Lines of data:
§ §

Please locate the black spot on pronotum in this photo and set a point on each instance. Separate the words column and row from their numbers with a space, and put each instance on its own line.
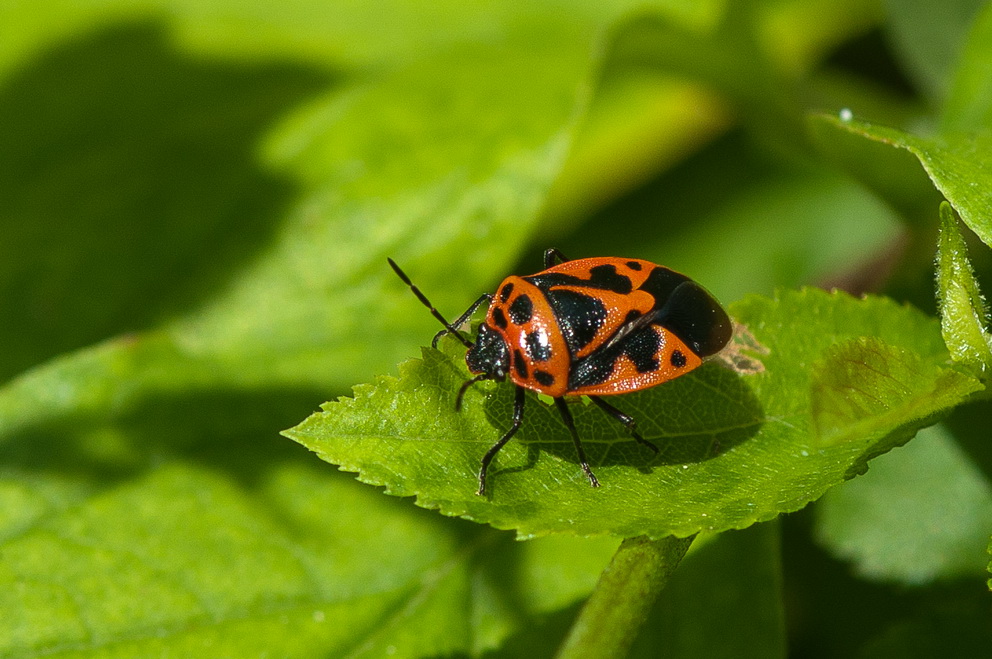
column 520, row 364
column 544, row 378
column 521, row 310
column 537, row 347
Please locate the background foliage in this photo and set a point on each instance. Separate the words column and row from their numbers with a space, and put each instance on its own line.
column 196, row 202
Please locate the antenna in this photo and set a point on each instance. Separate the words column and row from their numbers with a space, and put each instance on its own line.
column 427, row 303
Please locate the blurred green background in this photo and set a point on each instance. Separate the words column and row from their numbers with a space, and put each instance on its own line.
column 196, row 202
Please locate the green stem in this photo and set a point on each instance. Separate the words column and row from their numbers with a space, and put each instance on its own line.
column 628, row 587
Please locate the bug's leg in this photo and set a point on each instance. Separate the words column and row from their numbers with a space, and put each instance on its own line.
column 518, row 417
column 448, row 327
column 625, row 419
column 566, row 416
column 458, row 322
column 551, row 254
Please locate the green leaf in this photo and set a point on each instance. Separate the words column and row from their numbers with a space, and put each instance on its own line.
column 969, row 105
column 958, row 165
column 921, row 513
column 724, row 601
column 186, row 561
column 734, row 450
column 963, row 312
column 928, row 40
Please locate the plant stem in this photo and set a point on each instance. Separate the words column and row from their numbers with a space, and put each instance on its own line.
column 628, row 587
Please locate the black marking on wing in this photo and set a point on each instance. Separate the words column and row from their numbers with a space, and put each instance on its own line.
column 603, row 277
column 579, row 316
column 537, row 347
column 692, row 314
column 641, row 346
column 544, row 378
column 522, row 309
column 520, row 364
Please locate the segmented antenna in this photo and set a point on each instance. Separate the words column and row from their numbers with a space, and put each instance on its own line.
column 427, row 303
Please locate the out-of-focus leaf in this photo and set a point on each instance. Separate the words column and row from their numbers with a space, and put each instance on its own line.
column 921, row 513
column 928, row 37
column 801, row 224
column 969, row 104
column 734, row 450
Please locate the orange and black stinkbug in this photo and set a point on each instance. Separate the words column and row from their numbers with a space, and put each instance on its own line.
column 590, row 327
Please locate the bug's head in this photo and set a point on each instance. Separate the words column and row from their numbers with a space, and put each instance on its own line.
column 490, row 355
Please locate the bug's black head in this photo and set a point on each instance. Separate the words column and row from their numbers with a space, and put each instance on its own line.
column 489, row 355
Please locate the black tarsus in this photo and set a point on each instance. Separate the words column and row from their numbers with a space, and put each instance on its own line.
column 518, row 417
column 625, row 419
column 551, row 254
column 566, row 416
column 448, row 327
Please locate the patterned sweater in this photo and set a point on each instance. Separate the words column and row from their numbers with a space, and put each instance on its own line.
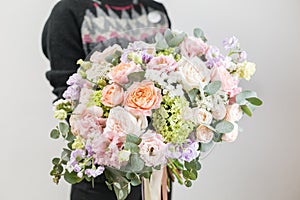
column 75, row 27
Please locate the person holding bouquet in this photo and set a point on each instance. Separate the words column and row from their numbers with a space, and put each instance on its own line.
column 74, row 29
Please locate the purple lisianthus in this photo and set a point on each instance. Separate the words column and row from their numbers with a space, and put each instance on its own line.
column 230, row 43
column 72, row 93
column 94, row 172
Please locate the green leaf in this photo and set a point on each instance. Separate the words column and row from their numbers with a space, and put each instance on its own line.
column 213, row 87
column 205, row 147
column 224, row 127
column 241, row 97
column 133, row 139
column 254, row 101
column 246, row 110
column 55, row 161
column 72, row 177
column 131, row 147
column 168, row 35
column 192, row 94
column 54, row 134
column 175, row 41
column 65, row 155
column 137, row 164
column 63, row 128
column 199, row 34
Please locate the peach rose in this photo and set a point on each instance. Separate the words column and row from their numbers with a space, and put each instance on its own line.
column 120, row 72
column 232, row 136
column 229, row 83
column 112, row 95
column 193, row 46
column 204, row 134
column 233, row 113
column 142, row 97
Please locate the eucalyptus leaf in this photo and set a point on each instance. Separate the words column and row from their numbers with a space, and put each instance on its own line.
column 224, row 127
column 72, row 177
column 213, row 87
column 63, row 128
column 241, row 97
column 246, row 110
column 54, row 134
column 254, row 101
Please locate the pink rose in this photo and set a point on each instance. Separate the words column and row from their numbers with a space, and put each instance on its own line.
column 153, row 149
column 193, row 46
column 233, row 113
column 112, row 95
column 163, row 63
column 99, row 57
column 229, row 83
column 120, row 72
column 142, row 97
column 107, row 148
column 87, row 121
column 204, row 134
column 232, row 136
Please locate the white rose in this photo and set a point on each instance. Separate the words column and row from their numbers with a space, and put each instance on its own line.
column 194, row 73
column 219, row 111
column 232, row 136
column 204, row 134
column 234, row 113
column 122, row 121
column 202, row 116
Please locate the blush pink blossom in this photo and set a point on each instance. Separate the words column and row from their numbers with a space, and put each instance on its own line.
column 153, row 149
column 119, row 73
column 112, row 95
column 85, row 121
column 193, row 46
column 229, row 83
column 163, row 63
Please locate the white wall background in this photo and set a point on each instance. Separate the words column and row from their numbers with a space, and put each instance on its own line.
column 263, row 164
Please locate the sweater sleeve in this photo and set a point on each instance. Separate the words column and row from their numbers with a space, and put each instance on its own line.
column 62, row 45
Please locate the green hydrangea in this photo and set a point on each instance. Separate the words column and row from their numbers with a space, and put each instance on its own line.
column 168, row 120
column 95, row 100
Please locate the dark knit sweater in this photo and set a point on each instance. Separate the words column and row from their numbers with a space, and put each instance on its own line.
column 75, row 27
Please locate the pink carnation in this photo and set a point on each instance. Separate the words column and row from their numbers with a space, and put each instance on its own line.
column 86, row 121
column 153, row 149
column 119, row 73
column 163, row 63
column 192, row 47
column 229, row 83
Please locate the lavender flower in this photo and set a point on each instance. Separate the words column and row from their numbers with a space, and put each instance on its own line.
column 72, row 93
column 230, row 43
column 94, row 173
column 76, row 79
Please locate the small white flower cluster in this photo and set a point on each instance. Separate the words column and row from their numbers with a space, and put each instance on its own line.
column 168, row 82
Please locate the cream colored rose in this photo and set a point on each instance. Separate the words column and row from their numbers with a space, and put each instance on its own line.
column 121, row 121
column 194, row 73
column 219, row 111
column 204, row 134
column 232, row 136
column 233, row 113
column 202, row 116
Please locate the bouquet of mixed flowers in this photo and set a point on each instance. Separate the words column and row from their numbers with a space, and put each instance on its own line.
column 134, row 111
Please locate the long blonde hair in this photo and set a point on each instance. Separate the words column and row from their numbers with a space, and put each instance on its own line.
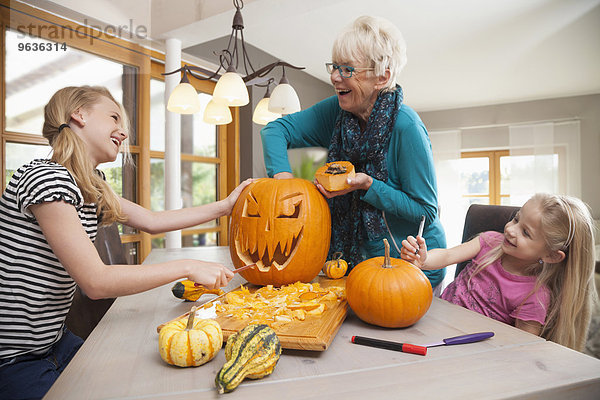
column 568, row 226
column 69, row 149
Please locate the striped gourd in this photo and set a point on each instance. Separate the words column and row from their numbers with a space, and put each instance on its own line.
column 251, row 353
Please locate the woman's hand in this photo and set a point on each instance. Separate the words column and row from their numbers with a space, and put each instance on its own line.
column 233, row 196
column 414, row 250
column 360, row 181
column 283, row 175
column 210, row 275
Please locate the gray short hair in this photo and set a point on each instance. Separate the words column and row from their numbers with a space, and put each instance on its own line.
column 373, row 40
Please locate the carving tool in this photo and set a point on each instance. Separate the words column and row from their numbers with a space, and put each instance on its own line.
column 385, row 344
column 420, row 233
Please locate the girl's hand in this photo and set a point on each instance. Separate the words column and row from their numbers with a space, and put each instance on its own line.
column 360, row 181
column 233, row 196
column 414, row 250
column 210, row 275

§ §

* **Required task**: Retype the part of the listing that opens with the line containing "Please locate the black tarsus" and closes with the line containing "column 74, row 29", both included, copying each line unchanged. Leave the pictures out of your answer.

* **Full solution**:
Please locate the black tarsus in this photo and set a point on each instance. Separate the words column and row from their numbers with a space, and put each instance on its own line.
column 518, row 417
column 625, row 419
column 551, row 254
column 566, row 416
column 448, row 327
Please locate the patterned sweater in this photo and set a point on each instance. Separate the words column and row from their numbers with a space, and put each instance on its own line.
column 75, row 27
Please locate the person holding bouquet in this photo and set a point on each instance. Separate the words column and row from their numbers with a space, and put each instance on its own line.
column 74, row 29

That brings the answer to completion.